### Task set:
1) Answer these questions from the interview:
(a) Which Whit Stillman film was his 1990 debut?
(b) Who plays Charlie in DAMSELS IN DISTRESS?
(c) On the set of which film did Julianne Moore urge Analeigh Tipton to work with Stillman?
2) Copy a passage from the interview word for word. Start with "The truth in DAMSELS" and end with "to see one.".

### Study text:

####################

Sunday, July 29, 2012

THE BLACK SHEEP INTERVIEW: ADAM BRODY & ANALEIGH TIPTON (DAMSELS IN DISTRESS)


WHIT'S WIT
An interview with Adam Brody and Analeigh Tipton

If you’ve ever been fortunate enough to see a Whit Stillman film, be it his 1990 debut, METROPOLITAN, or his biggest success, 1998’s THE LAST DAYS OF DISCO, then you know that his musings on how the other half live are as challenging as they are whimsical and sharply satirical while still forgiving. You don’t have to have heard of him to work with him though.

“I was on the set of CRAZY, STUPID, LOVE. and people were asking me what I was going to do next,” says Analeigh Tipton, one of the title characters from Stillman’s latest, DAMSELS IN DISTRESS. “I was thinking about this Whit Stillman thing and Julianne Moore just spun around in her chair and was like, ‘You have to do this; It’s Whit Stillman!’”

Do it, she did. Tipton plays Lily, the new girl on campus who is taken in by a trio of sorority girls. It isn’t long before she is tangled up in boy trouble and suicide prevention tap classes. One boy who causes her distress is the handsome guy next door, Charlie, played by Adam Brody.

“I had to look up some words and philosophies and history to know what I was talking about sometimes,” Brody tells me of his first impressions of Stillman’s script. “I find that his pattern is so rhythmic, so musical, that there’s a reason that no one gives a bad performance in a Whit Stillman film. Everyone’s good in them.”


Brody may not be modest but he isn’t actually wrong either. The performances are not all perfect but they all work in the context of the Stillman universe. Tipton confirms, “You have to challenge yourself to find the truth in everything you say when its such a unique language.”

The truth in DAMSELS IN DISTRESS is about depression and how you shouldn’t let it get you down, if that makes any sense. Brody explains it better. “Part of the problem when you’re depressed is that everything is the end of the world. If you can have fun with it, de-dramatize it, and laugh at it a little bit, perhaps that is actually a decent therapy.”

And the same can be said about a good Stillman movie, if case you’ve never been fortunate enough to see one.



DAMSELS IN DISTRESS
Written and Directed by Whit Stillman
Starring Greta Gerwig, Adam Brody and Analeigh Tipton

A group of sorority girls decide to take on depression and suicide prevention, whilst grooming the fraternity riffraff into respectable young men, in Whit Stillman’s DAMSELS IN DISTRESS, his first film since 1998’s THE LAST DAYS OF DISCO. It isn’t long before the boys resort to their baser needs though, causing the ladies to need their own therapy. The ensemble cast, led by Greta Gerwig and Adam Brody, are all delightful. True to Stillman’s form, everyone speaks with great enunciation and elaborate vocabulary, yet the tone remains light and whimsical. DAMSELS IN DISTRESS is a dry, witty satire that pokes fun at the foolishness behind intellectualizing emotions, and while it may be too high brow for some, it will surely be a guilty pleasure for others.

####################

### Records:
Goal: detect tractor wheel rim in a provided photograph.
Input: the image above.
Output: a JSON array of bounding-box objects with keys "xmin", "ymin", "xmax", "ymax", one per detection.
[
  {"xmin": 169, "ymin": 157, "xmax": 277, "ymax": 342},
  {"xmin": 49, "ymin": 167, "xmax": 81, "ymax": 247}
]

####################

### Your responses:
1)
(a) METROPOLITAN
(b) Adam Brody
(c) CRAZY, STUPID, LOVE.

2)
The truth in DAMSELS IN DISTRESS is about depression and how you shouldn’t let it get you down, if that makes any sense. Brody explains it better. “Part of the problem when you’re depressed is that everything is the end of the world. If you can have fun with it, de-dramatize it, and laugh at it a little bit, perhaps that is actually a decent therapy.”

And the same can be said about a good Stillman movie, if case you’ve never been fortunate enough to see one.